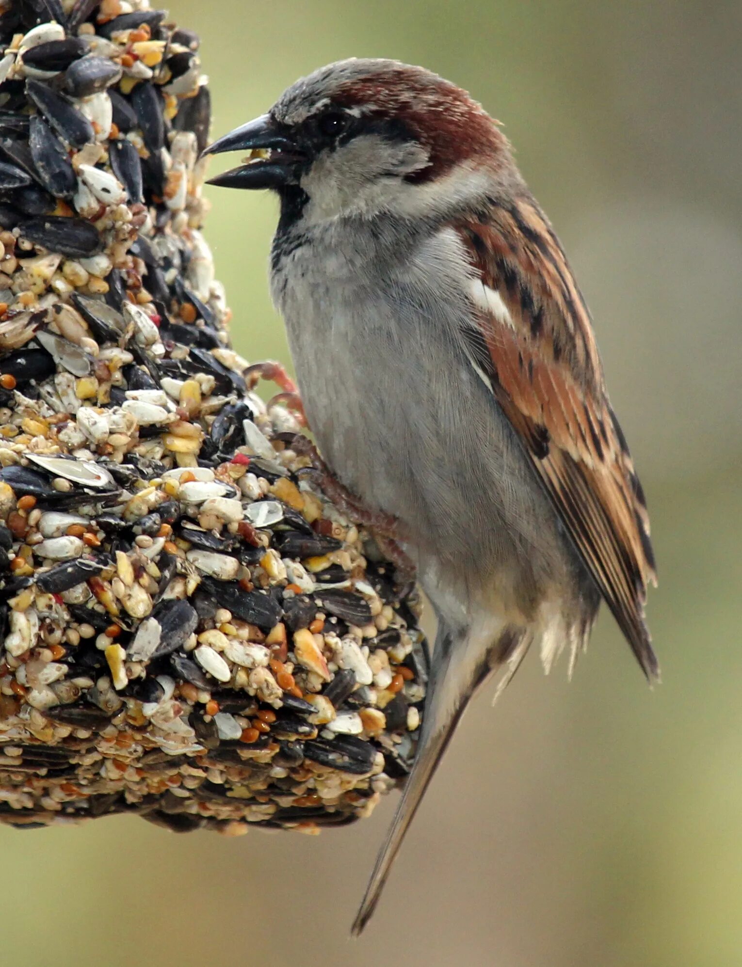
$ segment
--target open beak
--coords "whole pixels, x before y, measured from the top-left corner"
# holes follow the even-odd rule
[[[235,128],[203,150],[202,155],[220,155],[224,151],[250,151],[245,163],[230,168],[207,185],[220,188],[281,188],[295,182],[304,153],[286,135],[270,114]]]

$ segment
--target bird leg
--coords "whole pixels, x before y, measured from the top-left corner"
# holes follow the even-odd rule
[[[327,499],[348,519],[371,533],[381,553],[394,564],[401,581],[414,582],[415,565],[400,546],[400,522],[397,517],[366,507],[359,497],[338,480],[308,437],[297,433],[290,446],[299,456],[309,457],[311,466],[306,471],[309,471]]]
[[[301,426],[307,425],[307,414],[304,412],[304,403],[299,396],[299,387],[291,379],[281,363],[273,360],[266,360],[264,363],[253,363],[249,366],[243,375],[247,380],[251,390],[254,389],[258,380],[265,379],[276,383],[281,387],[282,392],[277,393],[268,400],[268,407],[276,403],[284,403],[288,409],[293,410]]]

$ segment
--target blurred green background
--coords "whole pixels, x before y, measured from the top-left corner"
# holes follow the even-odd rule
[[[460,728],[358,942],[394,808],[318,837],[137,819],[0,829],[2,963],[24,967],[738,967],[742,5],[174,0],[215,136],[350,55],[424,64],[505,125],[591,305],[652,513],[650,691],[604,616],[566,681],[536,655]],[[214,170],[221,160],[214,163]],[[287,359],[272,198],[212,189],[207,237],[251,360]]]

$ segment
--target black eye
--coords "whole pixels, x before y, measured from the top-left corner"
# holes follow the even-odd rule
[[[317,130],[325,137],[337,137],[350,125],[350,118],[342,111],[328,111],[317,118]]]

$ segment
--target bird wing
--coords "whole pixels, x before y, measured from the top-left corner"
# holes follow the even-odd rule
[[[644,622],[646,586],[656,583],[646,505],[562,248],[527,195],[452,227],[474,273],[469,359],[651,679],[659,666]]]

» Task
Count the lines in the items above that contain the string "target", treating uppercase and lowercase as different, and give only that number.

» Task solution
5